Set down, word for word, the lines from the one holding "of the blue" to the final line, both included, and skip the pictures.

- - -

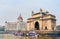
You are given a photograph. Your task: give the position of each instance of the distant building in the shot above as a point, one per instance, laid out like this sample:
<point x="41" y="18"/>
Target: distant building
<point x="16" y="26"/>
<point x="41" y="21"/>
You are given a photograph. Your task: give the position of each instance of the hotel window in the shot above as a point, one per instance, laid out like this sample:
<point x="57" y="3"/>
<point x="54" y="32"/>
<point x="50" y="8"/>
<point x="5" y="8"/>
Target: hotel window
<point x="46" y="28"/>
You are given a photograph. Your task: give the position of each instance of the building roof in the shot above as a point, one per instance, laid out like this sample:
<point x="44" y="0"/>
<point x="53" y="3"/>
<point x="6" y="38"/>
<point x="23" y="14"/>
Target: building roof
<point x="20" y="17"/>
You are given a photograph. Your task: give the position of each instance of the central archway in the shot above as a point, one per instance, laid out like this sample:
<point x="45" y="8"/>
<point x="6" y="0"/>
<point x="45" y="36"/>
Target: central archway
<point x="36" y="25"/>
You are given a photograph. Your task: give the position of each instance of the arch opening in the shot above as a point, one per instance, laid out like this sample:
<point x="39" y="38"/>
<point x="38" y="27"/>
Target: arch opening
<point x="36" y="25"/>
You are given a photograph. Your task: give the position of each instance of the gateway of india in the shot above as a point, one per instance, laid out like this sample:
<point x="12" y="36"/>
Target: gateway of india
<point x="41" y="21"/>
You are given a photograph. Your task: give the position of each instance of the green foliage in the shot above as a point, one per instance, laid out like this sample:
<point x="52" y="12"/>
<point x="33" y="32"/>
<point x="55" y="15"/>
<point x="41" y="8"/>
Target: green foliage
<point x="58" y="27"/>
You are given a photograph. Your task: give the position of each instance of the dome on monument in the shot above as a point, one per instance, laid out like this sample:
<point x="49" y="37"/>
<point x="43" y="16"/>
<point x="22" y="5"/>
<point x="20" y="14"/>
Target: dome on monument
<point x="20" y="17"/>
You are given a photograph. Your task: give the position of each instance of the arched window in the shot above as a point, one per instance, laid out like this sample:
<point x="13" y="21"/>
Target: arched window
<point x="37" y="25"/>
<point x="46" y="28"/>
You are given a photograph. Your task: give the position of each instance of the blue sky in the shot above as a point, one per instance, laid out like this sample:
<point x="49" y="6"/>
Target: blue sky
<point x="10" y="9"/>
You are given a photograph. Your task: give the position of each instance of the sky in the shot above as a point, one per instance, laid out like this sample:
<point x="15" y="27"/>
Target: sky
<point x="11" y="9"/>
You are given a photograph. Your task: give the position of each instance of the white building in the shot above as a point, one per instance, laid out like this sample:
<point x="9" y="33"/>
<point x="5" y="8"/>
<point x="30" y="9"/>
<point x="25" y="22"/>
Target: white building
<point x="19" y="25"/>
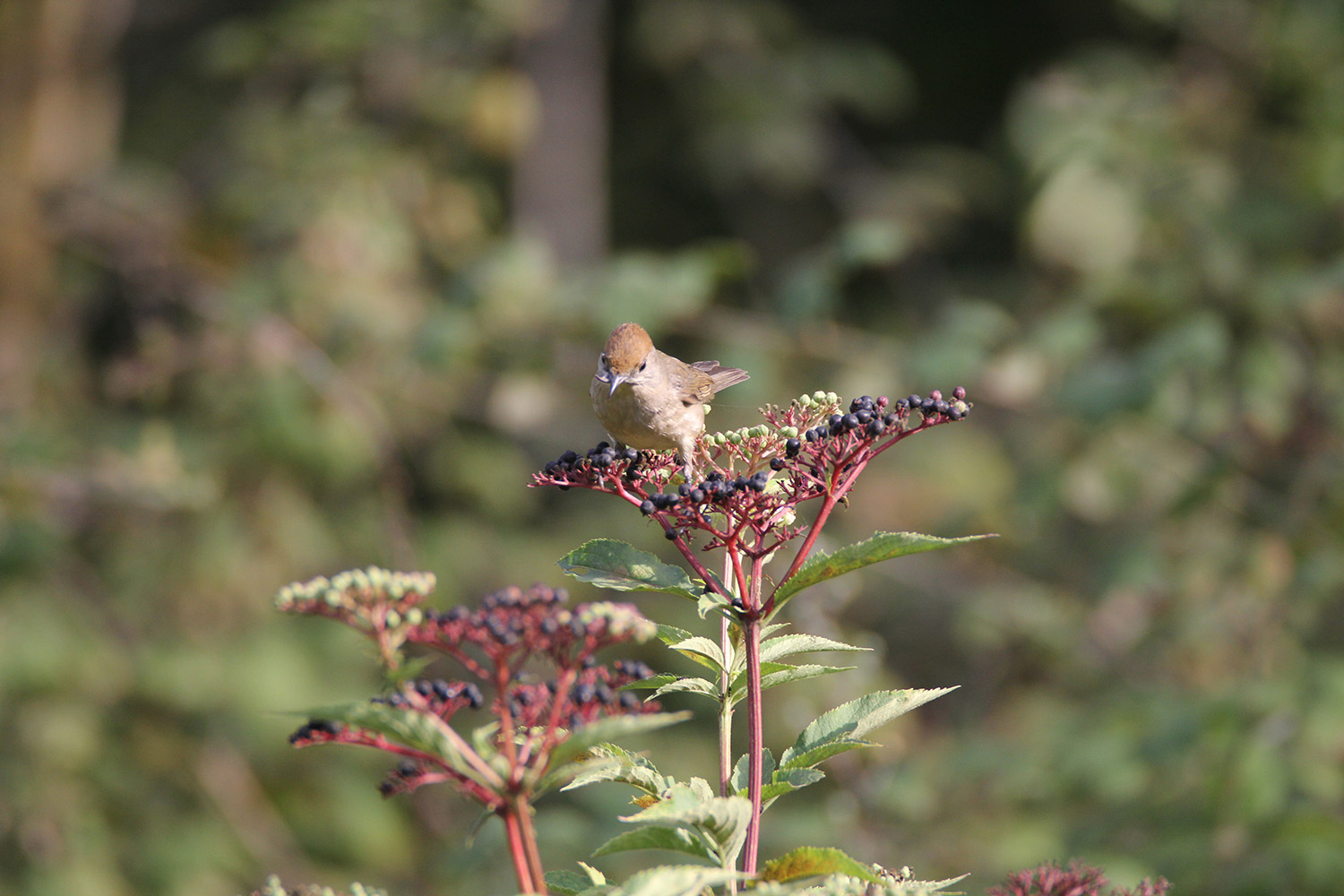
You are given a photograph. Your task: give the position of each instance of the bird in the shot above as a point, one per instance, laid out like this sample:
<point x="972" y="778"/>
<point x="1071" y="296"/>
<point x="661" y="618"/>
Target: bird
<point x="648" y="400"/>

- - -

§ **Task output**:
You are given a photograph. Your task: give the position of each instance of the blue sky in the shot above as a point, one per instance, laid out like this sample:
<point x="49" y="6"/>
Target: blue sky
<point x="10" y="9"/>
You are given a photograph. Your task: give the position of each instance of the sky in the shot above as a point, one per instance, laid out like this sample:
<point x="15" y="27"/>
Target: sky
<point x="11" y="9"/>
You are given a photograph. Your task: give the position of each instance of the white building in the shot above as a point, one per instance, laid out like this sample:
<point x="9" y="33"/>
<point x="5" y="8"/>
<point x="30" y="9"/>
<point x="25" y="22"/>
Target: white building
<point x="19" y="25"/>
You are given a photograph. Your task: give the position of each instance of the bird in the shot above as a point, one per instance, laid out like this sample:
<point x="972" y="778"/>
<point x="1071" y="296"/>
<point x="661" y="618"/>
Target: bird
<point x="648" y="400"/>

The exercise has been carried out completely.